→ REQUIRED ACTION: The passage on evaluating Qwen2.5 models moves on to Qwen2.5-7B-Instruct. Using the reason the passage gives, explain in one to three sentences why it evaluates this model next.

Sample output evaluation report:

+-----------------------+-----------+-----------------+----------+-------+---------+---------+
| Model                 | Dataset   | Metric          | Subset   |   Num |   Score | Cat.0   |
+=======================+===========+=================+==========+=======+=========+=========+
| Qwen2.5-0.5B-Instruct | iquiz     | AverageAccuracy | IQ       |    40 |  0.05   | default |
+-----------------------+-----------+-----------------+----------+-------+---------+---------+
| Qwen2.5-0.5B-Instruct | iquiz     | AverageAccuracy | EQ       |    80 |  0.1625 | default |
+-----------------------+-----------+-----------------+----------+-------+---------+---------+ 

Evaluating Qwen2.5-7B-Instruct#

This is the Qwen2.5 series model with 7 billion parameters. Model link: https://modelscope.cn/models/Qwen/Qwen2.5-7B-Instruct

It consumes approximately 16 GB of GPU memory during inference.

Let’s see if the larger model performs better.

→ STORED DATA:
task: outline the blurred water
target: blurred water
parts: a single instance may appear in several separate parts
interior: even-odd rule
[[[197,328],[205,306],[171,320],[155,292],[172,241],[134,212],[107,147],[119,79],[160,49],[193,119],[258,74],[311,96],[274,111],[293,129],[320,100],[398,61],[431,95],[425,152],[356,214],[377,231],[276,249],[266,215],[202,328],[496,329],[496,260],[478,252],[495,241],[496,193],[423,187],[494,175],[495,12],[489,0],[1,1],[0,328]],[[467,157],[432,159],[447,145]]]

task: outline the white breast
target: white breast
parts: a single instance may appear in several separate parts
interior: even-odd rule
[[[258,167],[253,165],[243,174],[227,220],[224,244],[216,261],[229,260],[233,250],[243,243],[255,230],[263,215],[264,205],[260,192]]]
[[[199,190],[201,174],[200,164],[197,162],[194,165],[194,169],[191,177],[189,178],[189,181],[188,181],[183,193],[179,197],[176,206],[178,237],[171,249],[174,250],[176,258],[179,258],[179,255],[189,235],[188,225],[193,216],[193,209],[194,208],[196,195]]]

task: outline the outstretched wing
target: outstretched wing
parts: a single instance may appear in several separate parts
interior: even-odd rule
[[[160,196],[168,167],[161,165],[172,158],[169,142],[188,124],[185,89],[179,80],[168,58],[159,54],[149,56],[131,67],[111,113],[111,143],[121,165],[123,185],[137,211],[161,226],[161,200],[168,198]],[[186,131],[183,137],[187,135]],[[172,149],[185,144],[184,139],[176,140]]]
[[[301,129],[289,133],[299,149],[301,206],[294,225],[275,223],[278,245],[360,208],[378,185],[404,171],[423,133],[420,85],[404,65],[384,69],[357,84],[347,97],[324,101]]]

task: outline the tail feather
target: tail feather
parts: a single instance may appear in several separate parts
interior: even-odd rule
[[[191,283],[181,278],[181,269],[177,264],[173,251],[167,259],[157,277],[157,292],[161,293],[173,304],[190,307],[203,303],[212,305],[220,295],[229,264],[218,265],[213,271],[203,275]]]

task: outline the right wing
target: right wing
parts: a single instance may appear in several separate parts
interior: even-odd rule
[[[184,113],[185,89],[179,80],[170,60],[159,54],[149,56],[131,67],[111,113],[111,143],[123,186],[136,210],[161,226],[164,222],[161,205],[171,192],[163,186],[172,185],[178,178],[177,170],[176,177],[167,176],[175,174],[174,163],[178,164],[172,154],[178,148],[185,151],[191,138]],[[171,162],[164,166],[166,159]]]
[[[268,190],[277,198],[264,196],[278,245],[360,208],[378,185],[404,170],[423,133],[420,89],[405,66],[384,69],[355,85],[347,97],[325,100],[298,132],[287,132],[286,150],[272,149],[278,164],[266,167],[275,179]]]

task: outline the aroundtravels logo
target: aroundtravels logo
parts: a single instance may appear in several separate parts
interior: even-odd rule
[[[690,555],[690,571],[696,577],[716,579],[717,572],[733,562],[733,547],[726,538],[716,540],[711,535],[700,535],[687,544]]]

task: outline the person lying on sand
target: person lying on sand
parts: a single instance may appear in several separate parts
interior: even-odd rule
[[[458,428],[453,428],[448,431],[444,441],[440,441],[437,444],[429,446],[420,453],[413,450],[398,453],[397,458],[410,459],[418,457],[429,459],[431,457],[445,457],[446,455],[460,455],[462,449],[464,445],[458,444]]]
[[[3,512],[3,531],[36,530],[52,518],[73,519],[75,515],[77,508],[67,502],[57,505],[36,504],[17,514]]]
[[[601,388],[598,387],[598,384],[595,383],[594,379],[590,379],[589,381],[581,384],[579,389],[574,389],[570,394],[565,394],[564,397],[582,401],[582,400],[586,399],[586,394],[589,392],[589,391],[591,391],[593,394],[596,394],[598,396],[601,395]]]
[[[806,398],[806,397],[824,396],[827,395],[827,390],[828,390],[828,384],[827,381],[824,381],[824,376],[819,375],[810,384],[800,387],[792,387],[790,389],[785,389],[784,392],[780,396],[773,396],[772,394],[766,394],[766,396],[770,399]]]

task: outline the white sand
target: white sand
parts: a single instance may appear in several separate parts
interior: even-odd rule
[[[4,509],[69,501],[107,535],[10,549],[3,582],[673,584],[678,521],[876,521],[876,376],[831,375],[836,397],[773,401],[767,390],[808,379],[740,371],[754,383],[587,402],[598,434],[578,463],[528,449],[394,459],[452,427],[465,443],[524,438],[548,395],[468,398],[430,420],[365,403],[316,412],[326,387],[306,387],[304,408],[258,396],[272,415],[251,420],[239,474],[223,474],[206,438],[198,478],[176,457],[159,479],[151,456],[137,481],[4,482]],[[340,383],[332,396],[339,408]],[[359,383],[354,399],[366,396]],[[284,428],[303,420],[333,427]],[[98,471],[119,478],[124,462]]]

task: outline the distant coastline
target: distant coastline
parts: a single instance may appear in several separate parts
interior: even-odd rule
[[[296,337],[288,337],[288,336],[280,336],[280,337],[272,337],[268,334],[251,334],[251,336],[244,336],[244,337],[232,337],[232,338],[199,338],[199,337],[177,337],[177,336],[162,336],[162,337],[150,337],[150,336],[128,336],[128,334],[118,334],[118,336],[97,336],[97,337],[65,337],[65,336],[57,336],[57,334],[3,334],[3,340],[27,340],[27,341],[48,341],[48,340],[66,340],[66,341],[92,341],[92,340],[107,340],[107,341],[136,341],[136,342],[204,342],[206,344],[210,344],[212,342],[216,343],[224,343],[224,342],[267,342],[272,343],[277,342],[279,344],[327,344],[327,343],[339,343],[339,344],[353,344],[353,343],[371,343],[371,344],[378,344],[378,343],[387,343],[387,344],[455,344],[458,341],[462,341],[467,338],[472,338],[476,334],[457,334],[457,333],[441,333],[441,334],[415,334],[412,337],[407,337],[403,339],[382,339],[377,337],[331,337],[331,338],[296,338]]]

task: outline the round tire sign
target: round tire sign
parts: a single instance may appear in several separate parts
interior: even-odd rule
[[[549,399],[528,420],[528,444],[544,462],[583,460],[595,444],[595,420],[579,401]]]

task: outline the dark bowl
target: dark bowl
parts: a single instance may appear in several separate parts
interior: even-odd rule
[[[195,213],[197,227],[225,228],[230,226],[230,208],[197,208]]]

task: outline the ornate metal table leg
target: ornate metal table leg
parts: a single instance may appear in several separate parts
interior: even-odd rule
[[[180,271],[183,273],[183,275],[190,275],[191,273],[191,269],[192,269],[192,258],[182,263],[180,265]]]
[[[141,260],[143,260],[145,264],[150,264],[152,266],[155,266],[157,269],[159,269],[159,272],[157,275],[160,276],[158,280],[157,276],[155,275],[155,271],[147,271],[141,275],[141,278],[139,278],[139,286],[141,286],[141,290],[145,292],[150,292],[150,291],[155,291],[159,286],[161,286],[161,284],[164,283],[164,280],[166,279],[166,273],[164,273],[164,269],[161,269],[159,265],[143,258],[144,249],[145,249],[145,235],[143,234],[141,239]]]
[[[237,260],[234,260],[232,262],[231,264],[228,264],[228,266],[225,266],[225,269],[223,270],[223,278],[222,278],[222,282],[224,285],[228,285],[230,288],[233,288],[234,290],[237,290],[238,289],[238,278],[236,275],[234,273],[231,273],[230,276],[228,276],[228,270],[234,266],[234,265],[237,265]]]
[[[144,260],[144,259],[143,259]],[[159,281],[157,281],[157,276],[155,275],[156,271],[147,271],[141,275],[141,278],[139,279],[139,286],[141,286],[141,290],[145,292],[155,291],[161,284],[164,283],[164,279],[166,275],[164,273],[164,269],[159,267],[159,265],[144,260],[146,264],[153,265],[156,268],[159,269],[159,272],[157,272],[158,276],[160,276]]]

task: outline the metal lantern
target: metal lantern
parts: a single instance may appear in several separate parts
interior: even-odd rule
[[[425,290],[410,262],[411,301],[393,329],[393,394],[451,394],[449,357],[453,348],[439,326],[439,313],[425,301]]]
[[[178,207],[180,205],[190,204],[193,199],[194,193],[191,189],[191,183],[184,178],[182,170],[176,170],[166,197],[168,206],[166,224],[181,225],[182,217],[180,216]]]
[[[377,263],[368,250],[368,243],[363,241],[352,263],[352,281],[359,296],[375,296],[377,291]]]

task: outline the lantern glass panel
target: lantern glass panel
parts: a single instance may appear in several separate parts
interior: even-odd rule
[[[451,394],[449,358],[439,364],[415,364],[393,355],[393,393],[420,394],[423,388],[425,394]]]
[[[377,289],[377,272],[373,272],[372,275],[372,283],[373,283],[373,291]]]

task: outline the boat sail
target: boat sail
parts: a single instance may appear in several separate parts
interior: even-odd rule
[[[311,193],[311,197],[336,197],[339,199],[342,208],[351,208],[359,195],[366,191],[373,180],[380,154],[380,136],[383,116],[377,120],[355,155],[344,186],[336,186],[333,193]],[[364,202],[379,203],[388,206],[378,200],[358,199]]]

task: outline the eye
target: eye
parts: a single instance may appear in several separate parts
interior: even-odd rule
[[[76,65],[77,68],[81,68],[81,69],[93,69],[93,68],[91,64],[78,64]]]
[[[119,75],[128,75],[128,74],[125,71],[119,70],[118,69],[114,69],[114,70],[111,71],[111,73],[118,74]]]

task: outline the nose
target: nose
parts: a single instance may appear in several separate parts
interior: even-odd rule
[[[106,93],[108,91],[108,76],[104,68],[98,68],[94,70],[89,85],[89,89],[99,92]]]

→ WRITTEN ANSWER: It evaluates Qwen2.5-7B-Instruct, the 7-billion-parameter Qwen2.5 model, to see whether the larger model performs better. The sample report before it shows Qwen2.5-0.5B-Instruct scoring 0.05 on the IQ subset and 0.1625 on the EQ subset of iquiz.